__BRON__:
□ □ □ □ □
ECLI:NL:CRVB:2003:AN8927

Centrale Raad van Beroep

Datum uitspraak
13 oktober 2003
Publicatiedatum
4 april 2013
Zaaknummer
03/4553 AW-VV
Instantie
Centrale Raad van Beroep
Type
Uitspraak
Procedures
  • Voorlopige voorziening
Rechters
  • H.A.A.G. Vermeulen
Vindplaatsen
  • Rechtspraak.nl
AI samenvatting door LexboostAutomatisch gegenereerd

Voorlopige voorziening in geschil over disciplinaire strafontslag van verpleegkundige wegens plichtsverzuim

In deze zaak heeft de voorzieningenrechter van de Centrale Raad van Beroep op 13 oktober 2003 uitspraak gedaan over een verzoek om een voorlopige voorziening in het kader van een hoger beroep tegen een uitspraak van de rechtbank Maastricht. De Raad van Bestuur van het Academisch Ziekenhuis Maastricht had een disciplinaire straf van onvoorwaardelijk ontslag opgelegd aan gedaagde, een verpleegkundige, wegens ernstig plichtsverzuim. Dit plichtsverzuim bestond uit het bezoeken van pornografische websites en zich ontkleden in een werk/patiëntenruimte. De rechtbank had het ontslag vernietigd, wat de Raad van Bestuur ertoe bracht om een voorlopige voorziening te vragen om de werking van deze uitspraak te schorsen totdat het hoger beroep was behandeld.

De voorzieningenrechter heeft vastgesteld dat er voldoende spoedeisend belang was bij het treffen van de gevraagde voorziening, omdat de uitvoering van de rechtbankuitspraak zou leiden tot een voor gedaagde gunstiger besluit, wat niet in het belang van de Raad van Bestuur zou zijn. De voorzieningenrechter overwoog dat de gedragingen van gedaagde, die in strijd waren met de gedragscode van het ziekenhuis, ernstig waren en dat het ontslag niet onevenredig was in verhouding tot het gepleegde plichtsverzuim. De voorzieningenrechter concludeerde dat er een redelijke kans was dat de Raad in de hoofdzaak de uitspraak van de rechtbank zou vernietigen.

Uiteindelijk heeft de voorzieningenrechter de werking van de aangevallen uitspraak geschorst en bepaald dat het griffierecht aan het Academisch Ziekenhuis Maastricht moest worden terugbetaald. Deze uitspraak benadrukt de noodzaak van zorgvuldige afwegingen bij disciplinaire maatregelen in de publieke sector, vooral in situaties waar het vertrouwen in de organisatie op het spel staat.
□ □ □ □ □
__DATASETRIJEN__:
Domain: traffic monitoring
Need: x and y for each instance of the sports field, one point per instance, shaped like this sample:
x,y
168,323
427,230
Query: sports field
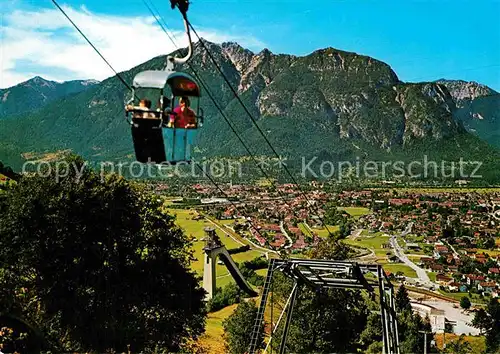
x,y
356,212
195,229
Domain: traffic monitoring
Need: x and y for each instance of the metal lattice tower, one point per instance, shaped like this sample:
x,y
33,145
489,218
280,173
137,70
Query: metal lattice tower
x,y
322,274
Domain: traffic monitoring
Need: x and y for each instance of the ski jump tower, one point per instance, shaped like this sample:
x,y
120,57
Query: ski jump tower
x,y
215,248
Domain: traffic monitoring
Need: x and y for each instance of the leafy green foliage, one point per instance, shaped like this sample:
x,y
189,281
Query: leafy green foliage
x,y
402,300
459,346
103,266
344,105
465,303
223,297
239,326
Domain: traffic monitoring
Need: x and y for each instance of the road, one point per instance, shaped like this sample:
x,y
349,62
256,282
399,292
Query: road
x,y
283,231
399,252
457,315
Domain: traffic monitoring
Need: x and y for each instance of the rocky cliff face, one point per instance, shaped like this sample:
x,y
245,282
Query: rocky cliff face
x,y
462,91
37,92
328,102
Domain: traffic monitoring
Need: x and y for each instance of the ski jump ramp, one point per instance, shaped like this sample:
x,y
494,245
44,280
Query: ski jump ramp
x,y
215,248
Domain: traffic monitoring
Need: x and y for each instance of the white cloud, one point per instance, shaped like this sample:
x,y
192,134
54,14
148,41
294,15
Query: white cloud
x,y
47,43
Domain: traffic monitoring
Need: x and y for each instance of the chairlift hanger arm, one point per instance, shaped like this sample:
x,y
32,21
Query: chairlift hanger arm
x,y
183,6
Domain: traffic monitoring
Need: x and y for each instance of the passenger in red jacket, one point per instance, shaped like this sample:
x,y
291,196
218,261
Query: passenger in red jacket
x,y
183,117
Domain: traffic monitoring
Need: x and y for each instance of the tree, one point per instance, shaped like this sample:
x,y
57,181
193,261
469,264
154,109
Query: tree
x,y
103,265
493,331
373,330
402,300
320,325
465,303
481,320
238,328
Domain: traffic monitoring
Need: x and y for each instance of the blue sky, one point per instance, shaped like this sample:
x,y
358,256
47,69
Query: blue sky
x,y
420,40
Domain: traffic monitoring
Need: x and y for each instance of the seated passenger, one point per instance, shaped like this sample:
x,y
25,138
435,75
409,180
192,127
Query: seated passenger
x,y
144,105
183,116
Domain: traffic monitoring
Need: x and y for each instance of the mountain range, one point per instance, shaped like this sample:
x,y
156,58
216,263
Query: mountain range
x,y
331,104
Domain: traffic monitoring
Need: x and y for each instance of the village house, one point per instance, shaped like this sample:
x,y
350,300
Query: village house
x,y
486,287
474,280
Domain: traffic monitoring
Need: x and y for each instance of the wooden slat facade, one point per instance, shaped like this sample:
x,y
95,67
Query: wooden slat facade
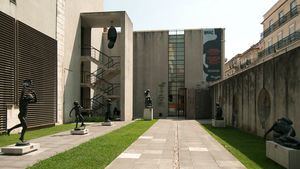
□ □ □ □ □
__OPDRACHT__:
Schrijf de bron over het strafontslag van de verpleegkundige verder, te beginnen na de laatste zin die er staat.

__JUISTE ANTWOORD__:
Uitspraak

03/4553 AW-VV
U I T S P R A A K
van
DE VOORZIENINGENRECHTER VAN DE CENTRALE RAAD VAN BEROEP
inzake het verzoek om toepassing van artikel 8:81 van de Algemene wet bestuursrecht in samenhang met artikel 21 van de Beroepswet in het geding tussen:
de Raad van Bestuur van het Academisch Ziekenhuis Maastricht, verzoeker,
en
[gedaagde], wonende te [woonplaats], gedaagde.
1. INLEIDING
Namens verzoeker is hoger beroep ingesteld tegen de uitspraak van de rechtbank Maastricht van 16 mei 2003, nr. 02/1510 AW I GIF, waarbij de beslissing van verzoeker tot handhaving van een door hem aan gedaagde gegeven strafontslag is vernietigd. Bij schrijven van 11 september 2003 is de voorzieningenrechter verzocht met toepassing van artikel 8:81 van de Algemene wet bestuursrecht (Awb) een voorlopige voorziening te treffen ertoe strekkende dat de werking van de aangevallen uitspraak wordt geschorst totdat op het hoger beroep zal zijn beslist. Bij brief van 1 oktober 2003 is namens verzoeker een nader stuk ingezonden.
Het verzoek is behandeld ter zitting van 6 oktober 2003. Verzoeker heeft zich daar laten vertegenwoordigen door mr. Ch.M.E.M. Paulussen, advocaat te Maastricht, en mr. S.W.M.J. Kuijer, lid van de Raad van Bestuur van het Academisch Ziekenhuis Maastricht (AZM). Gedaagde is in persoon verschenen, bijgestaan door mr. R.H.G. Kerckhoffs, advocaat te Maastricht.
II. MOTIVERING
1. Op grond van de gedingstukken en het verhandelde ter zitting gaat de voorzieningen-rechter uit van de volgende feiten en omstandigheden.
1.1. Gedaagde is sinds 16 september 1979 in dienst van de (rechtsvoorganger van) het AZM, laatstelijk in de functie van verpleegkundige Dagcentrum Interne Ziekten met een deeltijdpercentage van 63,17%.
1.2. Op 31 januari 2002 zijn twee schoonmaaksters, tussen ongeveer 18.00 uur en 18.30 uur, ermee geconfronteerd dat gedaagde zich ontkleed bevond in een werk/patiëntenruimte van het Dagcentrum. In die ruimte had gedaagde kort daarvoor gedurende langere tijd pornografische websites bekeken.
1.3. Bij besluit van 27 maart 2002 is gedaagde met toepassing van artikel 11.2.3. van de CAO Academische Ziekenhuizen, met onmiddellijke ingang disciplinair gestraft met onvoorwaardelijk ontslag wegens zeer ernstig plichtsverzuim, bestaande uit het evenvermelde bezoeken en bezichtigen van pornografische websites en het zich buiten de daarvoor bestemde ruimte omkleden en het zich daarbij naakt binnen een werk/patiëntenruimte van het AZM vertonen. Verzoeker heeft het besluit, na namens gedaagde gemaakt bezwaar, gehandhaafd bij het bestreden besluit van 2 september 2002.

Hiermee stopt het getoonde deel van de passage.